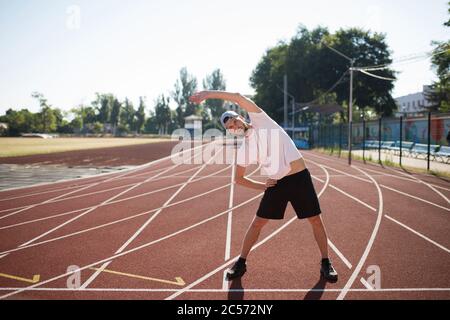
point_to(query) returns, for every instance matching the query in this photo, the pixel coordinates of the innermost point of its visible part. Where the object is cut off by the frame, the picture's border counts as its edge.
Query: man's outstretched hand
(199, 97)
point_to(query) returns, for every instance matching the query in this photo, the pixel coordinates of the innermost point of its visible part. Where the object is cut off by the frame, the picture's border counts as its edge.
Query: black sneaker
(327, 271)
(237, 271)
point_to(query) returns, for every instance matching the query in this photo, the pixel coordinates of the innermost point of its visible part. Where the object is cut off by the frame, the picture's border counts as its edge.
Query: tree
(151, 125)
(47, 119)
(163, 114)
(439, 95)
(115, 114)
(214, 81)
(313, 69)
(103, 105)
(185, 87)
(140, 115)
(127, 115)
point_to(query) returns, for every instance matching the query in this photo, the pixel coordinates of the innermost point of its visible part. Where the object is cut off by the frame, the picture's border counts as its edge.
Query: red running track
(166, 231)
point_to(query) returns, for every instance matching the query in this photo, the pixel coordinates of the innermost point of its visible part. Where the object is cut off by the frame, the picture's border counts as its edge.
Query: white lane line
(366, 284)
(229, 220)
(418, 234)
(388, 217)
(114, 202)
(84, 213)
(142, 228)
(376, 228)
(101, 204)
(120, 290)
(230, 214)
(428, 185)
(229, 262)
(248, 290)
(406, 178)
(108, 201)
(62, 189)
(176, 174)
(340, 255)
(414, 197)
(118, 221)
(39, 193)
(117, 176)
(129, 170)
(141, 247)
(388, 188)
(229, 224)
(54, 199)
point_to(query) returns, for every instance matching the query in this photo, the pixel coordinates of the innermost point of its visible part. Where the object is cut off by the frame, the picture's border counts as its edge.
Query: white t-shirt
(269, 145)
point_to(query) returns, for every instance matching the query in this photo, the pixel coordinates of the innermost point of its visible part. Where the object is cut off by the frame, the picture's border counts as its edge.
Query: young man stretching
(267, 144)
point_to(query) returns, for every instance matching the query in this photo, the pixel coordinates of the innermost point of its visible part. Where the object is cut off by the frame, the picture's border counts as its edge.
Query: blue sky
(69, 50)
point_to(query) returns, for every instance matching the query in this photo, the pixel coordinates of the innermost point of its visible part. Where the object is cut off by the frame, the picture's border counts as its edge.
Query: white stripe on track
(388, 217)
(226, 264)
(141, 247)
(113, 202)
(143, 226)
(117, 221)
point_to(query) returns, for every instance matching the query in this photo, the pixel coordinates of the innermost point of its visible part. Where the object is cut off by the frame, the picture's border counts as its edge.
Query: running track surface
(166, 231)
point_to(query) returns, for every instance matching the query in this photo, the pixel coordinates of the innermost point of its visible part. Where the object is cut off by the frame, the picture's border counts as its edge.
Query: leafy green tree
(47, 119)
(151, 125)
(127, 116)
(115, 114)
(214, 81)
(163, 115)
(439, 94)
(312, 68)
(103, 105)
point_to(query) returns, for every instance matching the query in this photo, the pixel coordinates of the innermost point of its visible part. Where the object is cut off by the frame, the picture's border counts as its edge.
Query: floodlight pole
(350, 103)
(350, 116)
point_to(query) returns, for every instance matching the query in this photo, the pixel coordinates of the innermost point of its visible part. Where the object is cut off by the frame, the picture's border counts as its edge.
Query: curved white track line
(371, 240)
(176, 174)
(427, 184)
(116, 201)
(147, 223)
(130, 170)
(131, 250)
(226, 264)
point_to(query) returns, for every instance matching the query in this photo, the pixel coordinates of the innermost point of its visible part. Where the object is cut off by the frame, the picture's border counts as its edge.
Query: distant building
(415, 104)
(193, 124)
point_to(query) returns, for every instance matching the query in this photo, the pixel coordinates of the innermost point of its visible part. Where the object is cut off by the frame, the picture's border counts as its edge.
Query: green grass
(13, 147)
(387, 162)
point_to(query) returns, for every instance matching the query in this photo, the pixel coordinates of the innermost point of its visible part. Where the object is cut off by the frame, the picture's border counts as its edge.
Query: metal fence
(413, 142)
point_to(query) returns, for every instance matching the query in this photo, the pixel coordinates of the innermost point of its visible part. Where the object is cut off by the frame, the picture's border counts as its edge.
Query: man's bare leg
(250, 239)
(320, 235)
(252, 235)
(327, 270)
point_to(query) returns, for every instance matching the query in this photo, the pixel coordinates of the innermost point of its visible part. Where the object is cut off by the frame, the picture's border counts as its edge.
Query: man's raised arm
(243, 102)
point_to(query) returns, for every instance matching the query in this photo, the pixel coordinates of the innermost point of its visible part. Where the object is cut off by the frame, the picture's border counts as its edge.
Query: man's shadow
(236, 291)
(317, 291)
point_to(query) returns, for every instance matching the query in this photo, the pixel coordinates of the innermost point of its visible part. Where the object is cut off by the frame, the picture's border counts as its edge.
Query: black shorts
(297, 189)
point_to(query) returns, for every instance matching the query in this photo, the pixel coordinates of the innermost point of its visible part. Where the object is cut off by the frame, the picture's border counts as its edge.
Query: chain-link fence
(411, 142)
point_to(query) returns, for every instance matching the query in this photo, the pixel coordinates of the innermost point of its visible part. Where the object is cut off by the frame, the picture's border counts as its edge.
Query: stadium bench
(422, 150)
(443, 153)
(406, 147)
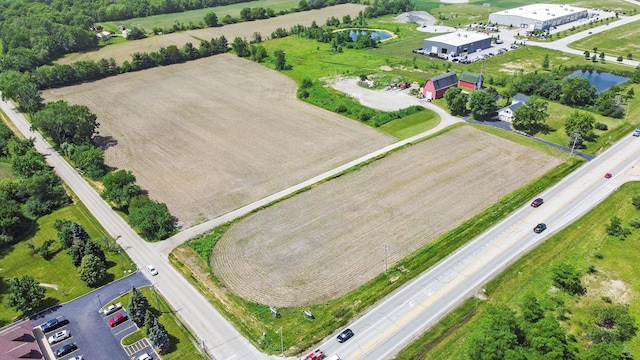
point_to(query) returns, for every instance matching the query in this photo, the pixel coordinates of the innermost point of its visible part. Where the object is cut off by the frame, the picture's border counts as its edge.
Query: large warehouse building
(456, 43)
(538, 16)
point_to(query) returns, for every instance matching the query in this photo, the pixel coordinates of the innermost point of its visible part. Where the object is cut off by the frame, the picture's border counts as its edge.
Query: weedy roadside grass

····················

◆ TASK TO CARRY OUT
Verbatim reproduction of every record is required; images are left out.

◆ TASK ANSWER
point_to(query) returns, for every instance matching the query in this photo, the pixel coordinates of the innermost point of its visible part. Where the object is cut off by the frame, the picture's border counts as its edge.
Query: man's outstretched hand
(199, 97)
point_to(query) returns, for every instance matching the query in this photo, the pixel coordinates of the innermost point of its visible part. Where the object is cut off by the frame, the picture's border counts as its edge.
Query: black sneaker
(327, 271)
(237, 271)
point_to(query) returns, for every instance matching the query in this photo, the pixel coordinates of the innermost point of its visible part. Where the object is cut off by the frame, the picture's border counts as its edge.
Query: tree
(151, 125)
(47, 119)
(163, 114)
(439, 95)
(115, 114)
(214, 81)
(313, 69)
(103, 105)
(185, 87)
(140, 115)
(127, 115)
point_to(query) returns, for every instance matching the query in this photo, the pixel coordinates of the innermost point of its visible part. Where the object is cut off by the frame, the picture's border counts as its edge.
Query: red running track
(166, 231)
point_to(query) returns, for every instance matching the query in this photo, the pixel coordinates of the innermost point of its visible part. Where the object is cut off by the frame, the picture's border counts as its edge.
Query: white lane line
(366, 284)
(229, 220)
(418, 234)
(388, 217)
(114, 202)
(84, 213)
(142, 228)
(376, 228)
(101, 204)
(120, 290)
(230, 214)
(428, 185)
(229, 262)
(248, 290)
(406, 178)
(108, 201)
(62, 189)
(176, 174)
(340, 255)
(414, 197)
(118, 221)
(39, 193)
(117, 176)
(129, 170)
(141, 247)
(388, 188)
(229, 224)
(54, 199)
point_to(query) returns, for every instance matching the query in this photo, the pixel coordinates of the innermost point of its visible part. Where the object is cut off by the frame, the picture's border counts as its edge.
Query: white t-shirt
(269, 145)
point_to(query) returns, for every instance matching the query in this photo, the pixel coordinates of the innermost point of its visible part. Where the object is cut off by the frame, the picture's border counts as its edge.
Query: young man stretching
(267, 144)
point_to(query) returns, for every instance matching the query in this photo, the pixel coordinates of the innermost point of its visible part. Where the object is cut off by the frame, the picture's border counts as its edge.
Query: blue sky
(69, 50)
point_to(query) returns, for every instance matching the query in this photo, the pixel coordinates of the innermost point of its visible part. Where the object is cut off by the frame, the picture's border counts as its edge.
Query: white stripe on track
(388, 217)
(226, 264)
(141, 247)
(113, 202)
(143, 226)
(117, 221)
point_to(query) returns, for every instance matching the query in this photo, the pixel coordinates of the innermost point of its visible part. Where the object is cut off by the frame, the picture's border counts as its edge.
Query: running track surface
(166, 231)
point_to(query) returns, for every instance matching the query in this photo, the pixel coordinates of the innermost point of its visible part. Where the object is cut off by the frame, the picture's border counts as its edge.
Query: leafy green tree
(47, 119)
(151, 125)
(127, 116)
(115, 114)
(214, 81)
(163, 115)
(439, 94)
(312, 68)
(103, 105)
point_to(query) returns, for every instance matching the query in this photo, the pixel coordinates of the innermost point of its visible part. Where the object is cut off by the frame, the picture's border counts as its edge.
Query: floodlight pole
(350, 103)
(350, 116)
point_to(query) returns, for every instance matching the query in this photo, the pixel coordinates of the innermost point of its visible part. Where the object is cut off by the frame, the picture's border counts as its edge.
Query: curved white track line
(371, 240)
(176, 174)
(427, 184)
(116, 201)
(147, 223)
(130, 170)
(131, 250)
(226, 264)
point_to(query) returns, for every instance matching the query in this photo, the pixel coordinates of the innermost point of its visible part. Where the object is cut off by the frame, the picture's border counts as its edge.
Query: distant building
(415, 104)
(193, 124)
point_to(query) returns, for every instance matching the query in this photo, the pixel coordinates of the innermost point of its visible part. Where the object is cut off by the frame, the picture's border counts as its edge.
Query: green grass
(13, 147)
(387, 162)
point_to(query) returns, for every instance matching the query in this photo, the pixel coordinates of the innermost point of its visible part. Where the object is cut off by the frame, the picture's border counts as its edge.
Query: metal fence
(413, 142)
point_to(query) returns, for every instance matching the query in this photo, the pixel coordinates of the innermost point of its visible part. Where the object is cut off by the frame, the picture's border counts as its edge.
Query: man's bare leg
(250, 239)
(320, 235)
(252, 235)
(327, 270)
point_to(query) returns, for every instance matching the query in this photo, the pixel coordinates of the innermost point of its visible part. Where the object is cut off by the frame, the picture's border counts as its edge.
Query: man's raised arm
(243, 102)
point_to(query) returns, for every instance matching the query in this photo, the pixel coordinates of the innermost point of its visible part. Where the object is cut off by the frame, the picture's border counts as its edge.
Query: man's shadow
(236, 291)
(317, 291)
point_to(query) returns, for every instance matching the query in this photo, the pixel coordinates of the innermost point of its visible part. Where the object is cut off by the frame, the picture's border counts as its edge.
Query: black shorts
(297, 189)
point_to(query) returns, for every instance matching the query in this photo, the pixel coordinates of the innermost point of its visible part. Where the object is cut off by the frame, the picture's border counts as its edge.
Query: chain-link fence
(411, 142)
point_to(query) returns, for every instance matching the query in this photo, the pixel coordinates of the innermost point of its visible part. Where the object is cut off by the frame, the picture's border counts as its edge.
Query: stadium bench
(422, 150)
(443, 153)
(406, 147)
point_to(query) returns, for every instance matching the query in this photo, the pixel coordinates of the innermost point of its visible part. Where the object is cut off by the frame, the picture's border counts as its edge.
Query: large warehouse building
(456, 43)
(538, 16)
point_to(query) returns, for every instance matching the query in this photo, the pixel coordinates of the innermost point of its visible part. Where the object is cut off by the frame, the picture's border counts as its edge.
Query: weedy roadside grass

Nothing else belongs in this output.